In her early teens, Barbara began showing signs of the naughty streak she never outgrew. At her school, which had Anne Morrow Lindbergh on its board, she was suspended for selling pictures of nudes. She was exhibiting her athletic streak, too—skiing at Big Bromley, playing tennis, swimming, and riding motor cycles. In the summer of 1940 she held Hilda on her shoulders for a snapshot at poolside, and then held a man—blond, grinning—on her shoulders too.

After high school, Barbara enrolled at New York University on Washington Square as a premed student. She had grown into a genuine beauty, with deep, dark eyes, thick black hair, full red lips, and an oval face. “She was very quiet, very beautiful,” her cousin Vicky recalled. “She had thick eyelashes that made you sick with envy and naturally curly hair. She attracted lots of men—and women, too.”

She didn't finish college. She left after two years, according to a form she once filled out for her welfare worker, because of financial problems and got a job at the Home Insurance Company in New York City. For several years Barbara edited the house paper and had a good time doing it. For a joke, she once proposed a “Strictly Personal” column with unusual entries—mentioning two employees, for example, “who have named their son, born November 1, ‘Woody,' in memory of our annual outing at Bear Mountain.” At the garden show, she wrote, there would be one special event:
ALL CLASSES, ESPECIALLY PANSIES
.

▶ _Task brief_: In the passage about Barbara, condense the paragraph beginning "After high school, Barbara enrolled" into a short bulleted list that keeps its main facts.

▶ _Records from a collection_:
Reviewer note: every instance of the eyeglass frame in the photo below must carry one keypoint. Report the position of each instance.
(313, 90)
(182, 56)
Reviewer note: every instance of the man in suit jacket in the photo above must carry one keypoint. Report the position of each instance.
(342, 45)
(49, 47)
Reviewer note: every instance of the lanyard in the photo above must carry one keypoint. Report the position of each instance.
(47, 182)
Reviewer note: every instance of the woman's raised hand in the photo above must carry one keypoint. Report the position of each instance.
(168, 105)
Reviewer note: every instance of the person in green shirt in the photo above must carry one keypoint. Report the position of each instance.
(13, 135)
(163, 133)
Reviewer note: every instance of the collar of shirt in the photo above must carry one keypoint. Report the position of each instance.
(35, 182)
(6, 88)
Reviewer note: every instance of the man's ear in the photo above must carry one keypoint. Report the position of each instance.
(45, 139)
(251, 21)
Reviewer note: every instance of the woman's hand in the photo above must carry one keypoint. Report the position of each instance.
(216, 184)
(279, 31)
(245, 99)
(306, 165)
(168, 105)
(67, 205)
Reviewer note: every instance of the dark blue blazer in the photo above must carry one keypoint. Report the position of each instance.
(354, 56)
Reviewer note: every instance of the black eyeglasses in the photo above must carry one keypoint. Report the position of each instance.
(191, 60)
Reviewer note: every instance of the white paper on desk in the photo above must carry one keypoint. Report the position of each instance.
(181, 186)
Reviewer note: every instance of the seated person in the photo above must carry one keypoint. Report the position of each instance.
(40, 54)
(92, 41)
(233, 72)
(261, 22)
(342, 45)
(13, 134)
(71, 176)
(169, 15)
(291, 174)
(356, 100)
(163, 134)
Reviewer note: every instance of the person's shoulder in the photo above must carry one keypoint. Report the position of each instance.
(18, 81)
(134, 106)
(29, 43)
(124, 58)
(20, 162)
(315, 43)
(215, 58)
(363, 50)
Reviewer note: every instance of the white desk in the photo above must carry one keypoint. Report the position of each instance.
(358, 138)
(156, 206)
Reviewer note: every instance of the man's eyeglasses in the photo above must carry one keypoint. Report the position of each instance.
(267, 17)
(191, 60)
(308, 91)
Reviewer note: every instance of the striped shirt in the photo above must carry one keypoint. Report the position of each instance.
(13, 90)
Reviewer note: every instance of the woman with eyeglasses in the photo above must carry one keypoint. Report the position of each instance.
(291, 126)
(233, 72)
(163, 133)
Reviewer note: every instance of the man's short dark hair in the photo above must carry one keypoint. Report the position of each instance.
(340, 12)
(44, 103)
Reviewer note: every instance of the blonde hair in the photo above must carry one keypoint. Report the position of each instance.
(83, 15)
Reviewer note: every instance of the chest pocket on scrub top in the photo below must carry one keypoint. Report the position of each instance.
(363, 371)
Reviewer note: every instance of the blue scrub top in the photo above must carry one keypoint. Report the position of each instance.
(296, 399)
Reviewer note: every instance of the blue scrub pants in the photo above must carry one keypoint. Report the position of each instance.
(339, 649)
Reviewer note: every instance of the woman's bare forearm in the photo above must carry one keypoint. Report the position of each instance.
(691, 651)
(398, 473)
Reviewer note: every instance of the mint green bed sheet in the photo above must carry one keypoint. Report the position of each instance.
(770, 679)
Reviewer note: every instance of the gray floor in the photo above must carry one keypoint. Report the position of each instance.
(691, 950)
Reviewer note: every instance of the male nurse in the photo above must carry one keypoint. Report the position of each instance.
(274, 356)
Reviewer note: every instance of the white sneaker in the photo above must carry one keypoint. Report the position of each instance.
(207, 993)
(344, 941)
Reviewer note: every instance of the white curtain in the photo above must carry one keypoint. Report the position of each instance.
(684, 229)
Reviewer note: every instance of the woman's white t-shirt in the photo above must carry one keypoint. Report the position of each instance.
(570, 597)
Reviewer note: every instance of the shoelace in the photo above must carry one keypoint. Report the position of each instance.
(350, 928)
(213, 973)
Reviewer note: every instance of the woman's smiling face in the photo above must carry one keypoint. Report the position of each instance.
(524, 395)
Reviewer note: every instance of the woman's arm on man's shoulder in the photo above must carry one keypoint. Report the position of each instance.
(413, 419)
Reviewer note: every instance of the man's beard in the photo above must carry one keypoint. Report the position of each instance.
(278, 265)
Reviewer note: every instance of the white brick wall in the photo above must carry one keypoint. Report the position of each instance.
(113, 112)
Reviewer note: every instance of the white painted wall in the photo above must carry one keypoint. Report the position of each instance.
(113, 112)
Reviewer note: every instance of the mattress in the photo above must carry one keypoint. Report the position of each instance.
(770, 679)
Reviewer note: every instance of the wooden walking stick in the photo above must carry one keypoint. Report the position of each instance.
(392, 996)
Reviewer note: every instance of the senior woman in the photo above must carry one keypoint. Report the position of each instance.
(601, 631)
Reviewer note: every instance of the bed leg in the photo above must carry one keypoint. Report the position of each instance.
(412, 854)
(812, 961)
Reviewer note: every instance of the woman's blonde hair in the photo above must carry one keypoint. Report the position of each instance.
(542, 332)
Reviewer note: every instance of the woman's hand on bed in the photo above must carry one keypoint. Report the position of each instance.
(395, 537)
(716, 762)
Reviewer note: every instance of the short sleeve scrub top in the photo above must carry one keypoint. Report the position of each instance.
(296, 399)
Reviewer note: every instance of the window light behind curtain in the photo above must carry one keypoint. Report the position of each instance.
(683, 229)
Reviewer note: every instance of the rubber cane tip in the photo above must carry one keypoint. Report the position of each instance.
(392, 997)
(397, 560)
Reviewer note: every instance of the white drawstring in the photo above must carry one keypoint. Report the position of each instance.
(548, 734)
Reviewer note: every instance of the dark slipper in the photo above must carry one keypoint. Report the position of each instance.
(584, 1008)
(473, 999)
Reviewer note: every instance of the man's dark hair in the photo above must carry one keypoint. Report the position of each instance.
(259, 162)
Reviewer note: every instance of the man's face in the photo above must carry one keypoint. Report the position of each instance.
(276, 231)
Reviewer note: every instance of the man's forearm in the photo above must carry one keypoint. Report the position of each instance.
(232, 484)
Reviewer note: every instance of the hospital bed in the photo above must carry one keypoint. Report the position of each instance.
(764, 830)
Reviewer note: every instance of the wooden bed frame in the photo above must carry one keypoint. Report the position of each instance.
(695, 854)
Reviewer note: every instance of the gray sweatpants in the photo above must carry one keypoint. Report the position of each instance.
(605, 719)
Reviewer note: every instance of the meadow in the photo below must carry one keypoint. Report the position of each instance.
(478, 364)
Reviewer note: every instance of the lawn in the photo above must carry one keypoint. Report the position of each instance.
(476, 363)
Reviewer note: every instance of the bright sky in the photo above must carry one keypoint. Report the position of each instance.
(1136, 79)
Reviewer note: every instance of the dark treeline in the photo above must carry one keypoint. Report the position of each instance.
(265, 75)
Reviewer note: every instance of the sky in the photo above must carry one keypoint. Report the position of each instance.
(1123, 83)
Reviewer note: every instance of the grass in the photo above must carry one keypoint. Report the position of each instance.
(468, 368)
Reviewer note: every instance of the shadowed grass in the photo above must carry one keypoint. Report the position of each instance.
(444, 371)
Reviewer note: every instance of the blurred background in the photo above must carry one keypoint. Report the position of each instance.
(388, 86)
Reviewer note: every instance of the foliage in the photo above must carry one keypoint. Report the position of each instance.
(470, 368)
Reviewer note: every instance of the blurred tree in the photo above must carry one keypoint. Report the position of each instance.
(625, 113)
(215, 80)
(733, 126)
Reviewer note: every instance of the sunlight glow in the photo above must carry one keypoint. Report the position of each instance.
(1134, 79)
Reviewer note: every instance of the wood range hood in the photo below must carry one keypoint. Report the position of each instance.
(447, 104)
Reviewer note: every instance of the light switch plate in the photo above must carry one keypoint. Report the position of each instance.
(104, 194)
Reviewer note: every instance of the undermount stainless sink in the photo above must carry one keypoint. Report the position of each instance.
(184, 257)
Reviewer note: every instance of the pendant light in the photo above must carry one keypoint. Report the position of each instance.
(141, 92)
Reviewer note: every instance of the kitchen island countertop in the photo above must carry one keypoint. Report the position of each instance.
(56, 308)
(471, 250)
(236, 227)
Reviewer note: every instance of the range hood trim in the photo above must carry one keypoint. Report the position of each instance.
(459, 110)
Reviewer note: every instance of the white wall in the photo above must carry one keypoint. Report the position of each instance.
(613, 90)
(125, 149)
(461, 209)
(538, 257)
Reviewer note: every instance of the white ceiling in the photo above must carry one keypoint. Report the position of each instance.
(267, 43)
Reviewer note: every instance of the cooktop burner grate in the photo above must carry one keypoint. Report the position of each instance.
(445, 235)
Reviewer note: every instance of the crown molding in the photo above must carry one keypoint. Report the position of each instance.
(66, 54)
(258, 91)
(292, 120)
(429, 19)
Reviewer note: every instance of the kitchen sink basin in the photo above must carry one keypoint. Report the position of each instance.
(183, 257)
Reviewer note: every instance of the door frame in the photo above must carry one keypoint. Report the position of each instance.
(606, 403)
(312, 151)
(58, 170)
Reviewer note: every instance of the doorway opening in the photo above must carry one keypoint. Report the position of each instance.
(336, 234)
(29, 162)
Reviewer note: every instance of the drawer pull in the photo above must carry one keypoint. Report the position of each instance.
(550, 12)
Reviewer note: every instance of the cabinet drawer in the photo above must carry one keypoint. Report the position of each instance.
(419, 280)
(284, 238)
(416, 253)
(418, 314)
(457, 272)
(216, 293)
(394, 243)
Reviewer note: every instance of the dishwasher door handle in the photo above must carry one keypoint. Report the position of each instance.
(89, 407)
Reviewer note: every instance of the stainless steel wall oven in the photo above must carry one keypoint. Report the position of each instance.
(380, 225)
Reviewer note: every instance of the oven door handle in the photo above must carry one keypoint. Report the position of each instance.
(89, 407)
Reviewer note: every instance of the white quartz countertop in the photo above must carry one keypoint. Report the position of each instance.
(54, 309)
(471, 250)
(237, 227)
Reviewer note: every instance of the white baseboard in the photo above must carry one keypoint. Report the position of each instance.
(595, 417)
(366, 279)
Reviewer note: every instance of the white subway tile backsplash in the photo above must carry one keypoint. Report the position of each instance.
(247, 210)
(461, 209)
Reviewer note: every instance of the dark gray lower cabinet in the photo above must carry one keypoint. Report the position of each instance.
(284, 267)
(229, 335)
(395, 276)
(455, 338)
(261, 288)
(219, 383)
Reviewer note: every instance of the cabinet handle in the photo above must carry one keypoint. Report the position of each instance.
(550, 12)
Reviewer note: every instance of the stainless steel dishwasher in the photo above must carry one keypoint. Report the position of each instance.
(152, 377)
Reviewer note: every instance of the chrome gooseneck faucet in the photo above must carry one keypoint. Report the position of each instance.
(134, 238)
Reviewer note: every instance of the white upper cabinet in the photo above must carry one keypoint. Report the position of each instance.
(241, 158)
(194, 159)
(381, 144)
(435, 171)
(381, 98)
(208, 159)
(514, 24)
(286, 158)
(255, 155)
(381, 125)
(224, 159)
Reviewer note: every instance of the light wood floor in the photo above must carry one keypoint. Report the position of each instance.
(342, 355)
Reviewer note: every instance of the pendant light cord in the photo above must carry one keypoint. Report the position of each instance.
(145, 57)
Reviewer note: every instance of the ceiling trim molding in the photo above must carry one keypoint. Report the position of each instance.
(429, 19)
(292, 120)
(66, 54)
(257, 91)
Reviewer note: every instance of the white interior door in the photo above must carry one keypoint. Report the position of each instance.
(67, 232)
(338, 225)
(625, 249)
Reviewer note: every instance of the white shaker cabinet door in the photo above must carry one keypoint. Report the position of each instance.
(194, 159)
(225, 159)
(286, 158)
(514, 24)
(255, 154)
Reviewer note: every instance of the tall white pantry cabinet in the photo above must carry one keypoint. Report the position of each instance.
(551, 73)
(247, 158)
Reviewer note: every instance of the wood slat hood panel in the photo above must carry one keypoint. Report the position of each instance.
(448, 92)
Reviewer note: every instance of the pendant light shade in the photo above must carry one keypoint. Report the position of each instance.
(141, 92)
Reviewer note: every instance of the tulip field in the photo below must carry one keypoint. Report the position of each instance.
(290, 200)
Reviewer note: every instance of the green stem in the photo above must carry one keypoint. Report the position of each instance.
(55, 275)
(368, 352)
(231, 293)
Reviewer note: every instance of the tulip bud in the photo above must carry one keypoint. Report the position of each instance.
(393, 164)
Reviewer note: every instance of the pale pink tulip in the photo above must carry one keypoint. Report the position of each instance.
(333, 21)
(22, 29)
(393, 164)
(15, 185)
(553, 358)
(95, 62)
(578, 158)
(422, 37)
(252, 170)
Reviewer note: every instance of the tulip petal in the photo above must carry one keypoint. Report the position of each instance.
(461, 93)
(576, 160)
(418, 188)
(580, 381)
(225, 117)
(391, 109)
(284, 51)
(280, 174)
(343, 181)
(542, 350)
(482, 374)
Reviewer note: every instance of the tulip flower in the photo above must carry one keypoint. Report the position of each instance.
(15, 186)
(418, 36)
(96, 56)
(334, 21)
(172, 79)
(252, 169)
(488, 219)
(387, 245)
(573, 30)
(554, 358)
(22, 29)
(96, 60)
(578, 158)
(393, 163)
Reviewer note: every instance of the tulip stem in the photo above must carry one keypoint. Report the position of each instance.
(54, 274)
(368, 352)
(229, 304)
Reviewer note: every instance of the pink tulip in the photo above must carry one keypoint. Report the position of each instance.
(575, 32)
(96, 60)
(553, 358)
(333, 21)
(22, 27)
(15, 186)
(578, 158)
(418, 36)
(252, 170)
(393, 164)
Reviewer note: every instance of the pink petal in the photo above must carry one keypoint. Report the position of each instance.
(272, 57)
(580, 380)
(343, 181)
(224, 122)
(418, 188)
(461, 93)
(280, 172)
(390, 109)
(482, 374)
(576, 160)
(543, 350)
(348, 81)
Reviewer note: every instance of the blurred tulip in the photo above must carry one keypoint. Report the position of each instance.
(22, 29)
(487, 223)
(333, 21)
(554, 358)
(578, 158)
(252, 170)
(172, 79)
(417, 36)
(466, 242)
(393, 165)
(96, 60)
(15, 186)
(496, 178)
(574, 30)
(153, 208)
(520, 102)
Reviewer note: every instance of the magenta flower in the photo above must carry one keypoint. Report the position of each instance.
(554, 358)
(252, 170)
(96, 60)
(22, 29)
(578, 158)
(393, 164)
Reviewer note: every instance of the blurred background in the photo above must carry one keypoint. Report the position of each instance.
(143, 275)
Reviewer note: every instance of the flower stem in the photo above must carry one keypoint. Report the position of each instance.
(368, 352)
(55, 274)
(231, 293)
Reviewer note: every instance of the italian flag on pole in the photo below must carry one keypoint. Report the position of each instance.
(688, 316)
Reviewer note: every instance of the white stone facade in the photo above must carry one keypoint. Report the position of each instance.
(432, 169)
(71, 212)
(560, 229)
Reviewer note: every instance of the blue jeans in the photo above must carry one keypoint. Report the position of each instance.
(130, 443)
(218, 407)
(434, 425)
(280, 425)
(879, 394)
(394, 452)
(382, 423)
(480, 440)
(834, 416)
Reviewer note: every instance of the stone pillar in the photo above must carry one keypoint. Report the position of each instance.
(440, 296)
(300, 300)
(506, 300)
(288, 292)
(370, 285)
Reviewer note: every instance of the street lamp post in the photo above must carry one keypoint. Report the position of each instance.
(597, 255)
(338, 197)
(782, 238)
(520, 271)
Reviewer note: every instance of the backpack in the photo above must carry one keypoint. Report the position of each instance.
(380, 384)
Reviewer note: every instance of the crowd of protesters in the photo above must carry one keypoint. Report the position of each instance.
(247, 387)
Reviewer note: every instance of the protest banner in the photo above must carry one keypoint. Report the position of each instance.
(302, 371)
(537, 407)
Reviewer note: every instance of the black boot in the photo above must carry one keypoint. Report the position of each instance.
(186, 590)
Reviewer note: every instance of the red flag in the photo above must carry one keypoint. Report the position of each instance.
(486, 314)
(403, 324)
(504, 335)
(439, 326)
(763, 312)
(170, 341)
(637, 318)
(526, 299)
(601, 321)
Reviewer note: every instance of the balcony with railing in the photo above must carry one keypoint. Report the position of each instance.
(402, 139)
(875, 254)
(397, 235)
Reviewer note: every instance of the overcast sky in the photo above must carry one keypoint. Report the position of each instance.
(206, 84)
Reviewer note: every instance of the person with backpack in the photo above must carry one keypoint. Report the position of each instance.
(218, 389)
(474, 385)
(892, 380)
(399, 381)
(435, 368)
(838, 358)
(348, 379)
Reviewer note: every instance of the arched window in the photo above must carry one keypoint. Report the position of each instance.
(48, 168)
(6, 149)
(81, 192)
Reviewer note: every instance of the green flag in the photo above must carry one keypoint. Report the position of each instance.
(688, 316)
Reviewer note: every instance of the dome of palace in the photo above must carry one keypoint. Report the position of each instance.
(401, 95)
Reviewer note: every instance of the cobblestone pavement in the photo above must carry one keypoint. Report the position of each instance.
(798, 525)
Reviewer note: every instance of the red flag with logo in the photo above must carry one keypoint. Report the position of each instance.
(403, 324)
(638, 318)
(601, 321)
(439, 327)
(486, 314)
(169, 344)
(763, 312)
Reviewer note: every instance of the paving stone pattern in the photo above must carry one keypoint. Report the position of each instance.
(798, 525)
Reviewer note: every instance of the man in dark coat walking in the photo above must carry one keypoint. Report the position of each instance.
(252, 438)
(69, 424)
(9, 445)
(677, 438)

▶ _Correct result_:
- After high school, Barbara enrolled at New York University on Washington Square as a premed student.
- She had become a genuine beauty, with deep, dark eyes, thick black hair, full red lips, and an oval face.
- Her cousin Vicky described her as very quiet and very beautiful, with enviable thick eyelashes and naturally curly hair.
- According to Vicky, she attracted many men, and women as well.